#### [What this task involves]
Copy out all of the data exactly as it appears.

================

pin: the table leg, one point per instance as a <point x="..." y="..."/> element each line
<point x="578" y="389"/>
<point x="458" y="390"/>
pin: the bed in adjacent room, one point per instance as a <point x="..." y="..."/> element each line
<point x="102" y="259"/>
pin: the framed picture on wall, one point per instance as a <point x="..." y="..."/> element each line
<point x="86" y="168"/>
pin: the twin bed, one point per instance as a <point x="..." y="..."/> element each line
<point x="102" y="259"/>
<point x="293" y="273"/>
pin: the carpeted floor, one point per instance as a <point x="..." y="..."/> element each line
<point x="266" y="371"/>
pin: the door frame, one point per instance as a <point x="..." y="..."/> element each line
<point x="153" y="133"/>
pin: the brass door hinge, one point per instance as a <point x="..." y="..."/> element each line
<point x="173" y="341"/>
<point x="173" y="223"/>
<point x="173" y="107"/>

================

#### [Answer to the exercise]
pin: the table leg, one point per instance as a <point x="..." y="..."/> element each line
<point x="578" y="389"/>
<point x="458" y="390"/>
pin: the bed in adjacent room, one point per instance as a <point x="..." y="..."/> element each line
<point x="102" y="259"/>
pin: the framed picture on wall, one point per instance as a <point x="..." y="..."/> element each line
<point x="86" y="168"/>
pin: the twin bed, one point per instance as a <point x="..." y="..."/> element each line
<point x="102" y="259"/>
<point x="293" y="273"/>
pin: the carpeted floor, one point per instance as a <point x="..." y="..."/> element each line
<point x="266" y="371"/>
pin: the door frame, one point per instance as a <point x="..." y="..."/> element each line
<point x="153" y="133"/>
pin: the brass door hinge, one point per instance as a <point x="..." y="..."/> element each line
<point x="173" y="341"/>
<point x="173" y="223"/>
<point x="173" y="107"/>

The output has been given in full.